What is expected:
A verbatim transcription of every record below is required.

Records to use:
--- START ---
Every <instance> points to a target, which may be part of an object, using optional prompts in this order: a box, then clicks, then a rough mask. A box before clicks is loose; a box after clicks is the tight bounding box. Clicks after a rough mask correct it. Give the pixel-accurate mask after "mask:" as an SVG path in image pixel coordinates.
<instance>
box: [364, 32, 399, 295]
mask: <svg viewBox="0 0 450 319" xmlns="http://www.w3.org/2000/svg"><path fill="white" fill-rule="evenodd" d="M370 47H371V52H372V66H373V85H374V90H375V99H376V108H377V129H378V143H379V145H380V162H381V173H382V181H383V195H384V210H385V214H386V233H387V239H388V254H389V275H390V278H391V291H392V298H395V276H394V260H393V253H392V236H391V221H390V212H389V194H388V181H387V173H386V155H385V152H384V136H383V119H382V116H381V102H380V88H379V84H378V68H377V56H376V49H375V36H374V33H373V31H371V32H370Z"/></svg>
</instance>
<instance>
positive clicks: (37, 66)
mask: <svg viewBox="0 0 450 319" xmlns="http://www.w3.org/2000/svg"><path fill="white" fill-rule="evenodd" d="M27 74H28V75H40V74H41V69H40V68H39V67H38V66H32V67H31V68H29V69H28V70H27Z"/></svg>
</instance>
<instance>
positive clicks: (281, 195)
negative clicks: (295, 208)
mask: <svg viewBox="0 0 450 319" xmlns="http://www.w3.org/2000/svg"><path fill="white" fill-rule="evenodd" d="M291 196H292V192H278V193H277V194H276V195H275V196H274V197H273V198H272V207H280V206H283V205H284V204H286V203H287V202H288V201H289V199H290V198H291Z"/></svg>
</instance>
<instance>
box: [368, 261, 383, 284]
--- END ---
Exercise response:
Every <instance> points to a target, which may be part of an object, using optional prompts in this order: a box, then clicks, then a rough mask. A box before clicks is loose; a box after clicks is the tight bounding box. Clicks after a rough mask correct it. Give the pixel-accurate mask after "mask:" as an SVG path in image pixel coordinates.
<instance>
box: [364, 32, 399, 295]
mask: <svg viewBox="0 0 450 319" xmlns="http://www.w3.org/2000/svg"><path fill="white" fill-rule="evenodd" d="M370 47H371V52H372V66H373V85H374V90H375V99H376V108H377V129H378V143H379V145H380V162H381V173H382V181H383V195H384V210H385V214H386V233H387V239H388V254H389V275H390V278H391V291H392V298H395V276H394V260H393V253H392V236H391V221H390V212H389V194H388V181H387V173H386V155H385V152H384V136H383V119H382V116H381V102H380V88H379V84H378V68H377V56H376V49H375V36H374V33H373V31H371V32H370Z"/></svg>
</instance>
<instance>
positive clicks: (37, 66)
mask: <svg viewBox="0 0 450 319" xmlns="http://www.w3.org/2000/svg"><path fill="white" fill-rule="evenodd" d="M27 74H28V75H40V74H41V69H40V68H39V67H38V66H32V67H31V68H29V69H28V70H27Z"/></svg>
</instance>
<instance>
positive clicks: (281, 195)
negative clicks: (295, 208)
mask: <svg viewBox="0 0 450 319" xmlns="http://www.w3.org/2000/svg"><path fill="white" fill-rule="evenodd" d="M291 196H292V192H278V193H277V194H276V195H275V196H274V197H273V198H272V207H280V206H283V205H284V204H286V203H287V202H288V201H289V199H290V198H291Z"/></svg>
</instance>
<instance>
box: [368, 261, 383, 284]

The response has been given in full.